24 Kasım 2016 00:11

Korkunun ecele faydası yok

Korkunun ecele faydası yok

Fotoğraf: Envato

Paylaş

II. Abdülhamit hep korkuyla yaşadı ve sonunda korktuğu şey başına geldi. Askıya aldığı anayasanın hükümleri çerçevesinde geç de olsa tahttan indirildi. Önce Selanik’te, Balkan yenilgisinden sonra İstanbul’da enterne edildiği köşklerden birinde yitirdi hayatını.
Türkiye’de anayasal suçlar işlemenin müeyyidesi ya da cezası yok.
Sivil ya da asker fark etmez. Eline sopayı alan hükmünü, saltanatını yürütüyor.
Suç sicili büyüdükçe de, iktidara sarılmak, adeta yaşamsal bir refleks haline geliyor.
Tarih örgüsünü kurmaya devam ediyor. Yüzleşilmeyen tarih, kendini yineleyerek intikamını alıyor.
Türkiye’de iktidar, on yılda bir kendini tekrarlayan krizler sarmalı ile yüz yüze geldi hep.
Kısa süren görece daha özgür dönemlerini, baskı dönemleri izledi. Türkiye’de otoriter cumhuriyet 100 yılını tamamlamak üzere. Otoriter rejimler zaman zaman 1000 yıllık saltanatlara niyetlendi.
Ama buna kalkıştıklarında da, yıkımları daha hızlandı.
Türkiye’nin siyasal rejimleri reform özürlü.
200 yıldır reformdan söz edilen ama bunu bir türlü hayata geçirmeyi başaramayan bir ülkeden bahsediyoruz.
Şu anda, devletin suç işleme özgürlüğünün tavan yaptığı bir dönemi yaşıyoruz.
Cezasızlık, demokrasinin ülkede bir türlü oturmamasının nedenlerinden biri…
Evlilik kurumuna, şeriat hükümlerini geri getirme, bir anlamda tecavüz ve istismarı meşrulaştırma yasası geri çekildi. Toplumsal tepkinin bu kez kararlı olması sayesinde.
Eğer genel demokratik direniş yükselmez ise bir kez daha deneyeceklerinden emin olabilirsiniz.
Bu haftanın elektro şoku ise bütün darbe dönemlerinin siyasal tutuklusu olan, simgeleşmiş Ahmet Türk’ün gözaltına alınması ne yazık ki bir tepki bile yaratmadı ve olağan karşılandı.
Kürt illerinin işgali devam ediyor.
Askeri işgal, yerel yönetim makamlarının işgali ile devam ediyor.
Halkın yerel iradesi saldırı altında.

• • •

Yapılacak alıştırmalar
• A. Cezasızlık üzerine yazıda "Şu anda, devletin" sözlerinden "işgali devam ediyor." sözlerine kadar olan bölümü birebir yeniden yazın.
• B. Lütfen cezasızlık üzerine yazıyı kaldığı yerden sürdürün.
Veriler, cezasızlık üzerine yazıyla ilgili değildir.

• • •

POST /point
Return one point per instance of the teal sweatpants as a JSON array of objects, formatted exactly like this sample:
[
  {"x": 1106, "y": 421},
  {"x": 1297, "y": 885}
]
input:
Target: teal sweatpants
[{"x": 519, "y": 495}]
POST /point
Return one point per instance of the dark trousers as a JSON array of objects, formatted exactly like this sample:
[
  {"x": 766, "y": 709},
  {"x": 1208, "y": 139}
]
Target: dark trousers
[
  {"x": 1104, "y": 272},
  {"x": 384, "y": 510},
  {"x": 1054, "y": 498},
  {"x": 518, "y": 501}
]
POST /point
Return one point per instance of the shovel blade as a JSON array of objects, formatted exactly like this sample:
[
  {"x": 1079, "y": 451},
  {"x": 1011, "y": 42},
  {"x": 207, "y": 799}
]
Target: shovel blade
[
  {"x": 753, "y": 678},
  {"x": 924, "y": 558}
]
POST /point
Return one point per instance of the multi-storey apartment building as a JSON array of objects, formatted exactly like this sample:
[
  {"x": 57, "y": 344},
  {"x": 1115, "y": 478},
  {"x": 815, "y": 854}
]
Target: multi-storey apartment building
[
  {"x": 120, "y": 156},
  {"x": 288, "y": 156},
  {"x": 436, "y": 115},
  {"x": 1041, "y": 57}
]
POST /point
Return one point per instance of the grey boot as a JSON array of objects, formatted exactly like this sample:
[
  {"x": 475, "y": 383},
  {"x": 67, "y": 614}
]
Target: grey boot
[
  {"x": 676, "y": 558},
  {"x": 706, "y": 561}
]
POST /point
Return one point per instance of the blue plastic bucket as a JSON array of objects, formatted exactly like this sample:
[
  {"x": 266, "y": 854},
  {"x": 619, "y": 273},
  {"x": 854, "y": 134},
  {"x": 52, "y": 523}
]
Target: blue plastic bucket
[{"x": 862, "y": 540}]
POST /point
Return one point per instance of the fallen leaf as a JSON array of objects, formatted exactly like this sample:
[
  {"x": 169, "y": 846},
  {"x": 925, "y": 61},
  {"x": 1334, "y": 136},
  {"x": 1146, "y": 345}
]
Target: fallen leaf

• • •

Yazılı cevaplar
• A.
Şu anda, devletin suç işleme özgürlüğünün tavan yaptığı bir dönemi yaşıyoruz.
Cezasızlık, demokrasinin ülkede bir türlü oturmamasının nedenlerinden biri…
Evlilik kurumuna, şeriat hükümlerini geri getirme, bir anlamda tecavüz ve istismarı meşrulaştırma yasası geri çekildi. Toplumsal tepkinin bu kez kararlı olması sayesinde.
Eğer genel demokratik direniş yükselmez ise bir kez daha deneyeceklerinden emin olabilirsiniz.
Bu haftanın elektro şoku ise bütün darbe dönemlerinin siyasal tutuklusu olan, simgeleşmiş Ahmet Türk’ün gözaltına alınması ne yazık ki bir tepki bile yaratmadı ve olağan karşılandı.
Kürt illerinin işgali devam ediyor.

• B.
Bu da gelecek açısından, evrensel bir hak olan ayrılma hakkını meşrulaştırıyor. Kürt illerinde acımasız bir kolonyalizm politikası uygulanıyor.
Yeni bir yıkım, yeniden yapılandırma, arındırma ve toplum mühendisliği senaryosu, acımasız ve hunhar bir biçimde sahneye koyuluyor.
Zaten doksanlarda başlayan Kürt illerini insansızlaştırma, kent merkezlerinin toplumsal yapılanmasını dağıtma ve yeniden kurma projesi yeniden gündemde.
Bu plan sınır ötesinde de Salih Müslüm hakkında, hiçbir siyasal ve diplomatik adaba uymayan, saygısız yakalama emri ile kendini dışa vuruyor.
Diyarbakır’ı, Van’ı, Mardin’in meşru seçilmiş yönetimlerini dağıtıp, başını ezdiğini sanan kafa, hükmünü sınır ötesine de taşıyıp Suriye’deki kanton yönetimlerini hedef aldığını açıkça deklare ediyor.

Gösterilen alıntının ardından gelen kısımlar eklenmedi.